--- PROVIDED DATA ---
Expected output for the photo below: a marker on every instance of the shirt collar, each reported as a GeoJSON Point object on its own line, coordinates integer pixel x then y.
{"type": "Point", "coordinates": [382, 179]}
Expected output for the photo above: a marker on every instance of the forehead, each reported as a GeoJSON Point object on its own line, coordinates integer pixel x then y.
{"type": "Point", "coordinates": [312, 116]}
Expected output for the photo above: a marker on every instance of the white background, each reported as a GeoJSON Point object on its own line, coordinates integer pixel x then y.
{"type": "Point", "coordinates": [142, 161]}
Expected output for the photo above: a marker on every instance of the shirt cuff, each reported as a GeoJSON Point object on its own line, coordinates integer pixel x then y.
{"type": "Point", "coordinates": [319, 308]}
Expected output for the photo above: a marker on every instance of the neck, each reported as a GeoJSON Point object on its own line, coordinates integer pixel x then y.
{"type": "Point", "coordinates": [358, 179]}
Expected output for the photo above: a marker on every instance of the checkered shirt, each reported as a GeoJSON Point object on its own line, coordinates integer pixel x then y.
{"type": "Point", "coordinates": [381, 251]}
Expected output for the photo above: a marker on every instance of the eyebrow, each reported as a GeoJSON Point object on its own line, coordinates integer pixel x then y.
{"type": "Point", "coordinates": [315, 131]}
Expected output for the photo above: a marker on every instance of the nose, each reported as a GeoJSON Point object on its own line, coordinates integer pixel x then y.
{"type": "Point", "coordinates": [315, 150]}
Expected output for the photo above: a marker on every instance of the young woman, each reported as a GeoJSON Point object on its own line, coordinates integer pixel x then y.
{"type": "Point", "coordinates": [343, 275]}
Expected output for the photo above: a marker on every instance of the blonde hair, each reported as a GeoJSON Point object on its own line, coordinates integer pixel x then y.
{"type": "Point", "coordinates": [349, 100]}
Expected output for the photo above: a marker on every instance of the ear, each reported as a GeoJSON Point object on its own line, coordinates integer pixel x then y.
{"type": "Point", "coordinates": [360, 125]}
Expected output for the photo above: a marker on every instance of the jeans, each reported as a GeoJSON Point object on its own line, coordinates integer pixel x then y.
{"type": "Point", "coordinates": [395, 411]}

--

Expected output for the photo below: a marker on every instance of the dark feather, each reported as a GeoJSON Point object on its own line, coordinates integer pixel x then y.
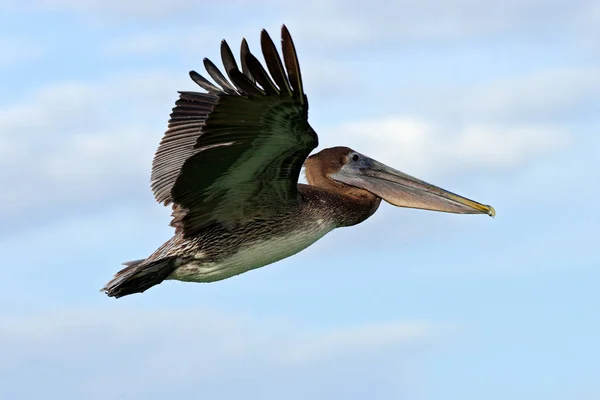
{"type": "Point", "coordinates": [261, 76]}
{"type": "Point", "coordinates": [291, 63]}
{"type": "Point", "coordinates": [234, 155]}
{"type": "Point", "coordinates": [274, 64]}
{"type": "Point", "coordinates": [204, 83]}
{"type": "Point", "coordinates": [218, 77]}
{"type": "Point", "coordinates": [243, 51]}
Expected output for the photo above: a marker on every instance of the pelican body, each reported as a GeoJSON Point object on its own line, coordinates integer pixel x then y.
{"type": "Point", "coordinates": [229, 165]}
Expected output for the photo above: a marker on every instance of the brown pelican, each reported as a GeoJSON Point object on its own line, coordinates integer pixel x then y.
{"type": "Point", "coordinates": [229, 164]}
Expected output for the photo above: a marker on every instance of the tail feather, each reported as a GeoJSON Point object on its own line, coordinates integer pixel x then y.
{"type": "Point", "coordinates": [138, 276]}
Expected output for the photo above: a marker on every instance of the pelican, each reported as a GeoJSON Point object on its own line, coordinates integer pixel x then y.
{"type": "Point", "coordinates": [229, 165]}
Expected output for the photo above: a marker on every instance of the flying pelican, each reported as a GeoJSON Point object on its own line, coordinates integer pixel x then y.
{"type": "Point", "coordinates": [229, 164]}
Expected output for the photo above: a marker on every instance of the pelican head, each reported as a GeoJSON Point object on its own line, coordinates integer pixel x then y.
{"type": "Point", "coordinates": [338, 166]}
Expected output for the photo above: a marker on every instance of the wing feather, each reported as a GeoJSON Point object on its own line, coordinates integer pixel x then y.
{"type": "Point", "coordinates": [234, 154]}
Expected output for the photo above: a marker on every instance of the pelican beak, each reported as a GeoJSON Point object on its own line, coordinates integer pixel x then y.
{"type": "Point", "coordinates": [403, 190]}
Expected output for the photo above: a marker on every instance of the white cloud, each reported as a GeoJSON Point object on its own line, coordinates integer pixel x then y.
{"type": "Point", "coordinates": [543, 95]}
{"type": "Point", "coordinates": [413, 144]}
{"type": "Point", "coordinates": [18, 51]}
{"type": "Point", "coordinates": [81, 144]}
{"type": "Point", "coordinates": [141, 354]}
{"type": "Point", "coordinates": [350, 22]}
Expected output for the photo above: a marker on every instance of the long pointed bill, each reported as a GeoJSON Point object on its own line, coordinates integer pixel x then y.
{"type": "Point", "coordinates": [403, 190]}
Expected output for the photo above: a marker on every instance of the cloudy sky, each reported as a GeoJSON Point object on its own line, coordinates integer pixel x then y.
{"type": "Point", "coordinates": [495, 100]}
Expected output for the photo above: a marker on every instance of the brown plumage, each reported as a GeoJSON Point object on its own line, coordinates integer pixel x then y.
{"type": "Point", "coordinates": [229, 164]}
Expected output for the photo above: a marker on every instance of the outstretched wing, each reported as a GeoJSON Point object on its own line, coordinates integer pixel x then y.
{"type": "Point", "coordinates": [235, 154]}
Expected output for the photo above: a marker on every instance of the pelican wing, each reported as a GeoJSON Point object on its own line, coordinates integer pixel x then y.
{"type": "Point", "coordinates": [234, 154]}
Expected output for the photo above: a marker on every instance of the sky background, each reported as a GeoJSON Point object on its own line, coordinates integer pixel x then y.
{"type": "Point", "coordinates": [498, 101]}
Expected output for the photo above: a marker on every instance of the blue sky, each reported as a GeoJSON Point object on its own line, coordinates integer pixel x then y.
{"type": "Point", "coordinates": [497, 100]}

--- WRITTEN PROBLEM ---
Pick out each line in the material above that contains "below" and copy those lines in full. Case matters.

--- SOLUTION TO THE EXERCISE ---
Expected output for the photo below: a marker on every instance of the shirt collar, each reported as a GeoJSON Point object on its own line, coordinates integer pixel x then y.
Expected output for the photo below: a marker on every instance of the dark feather, each reported as a GeoJSON Point object on its own line, coordinates integer pixel x then y.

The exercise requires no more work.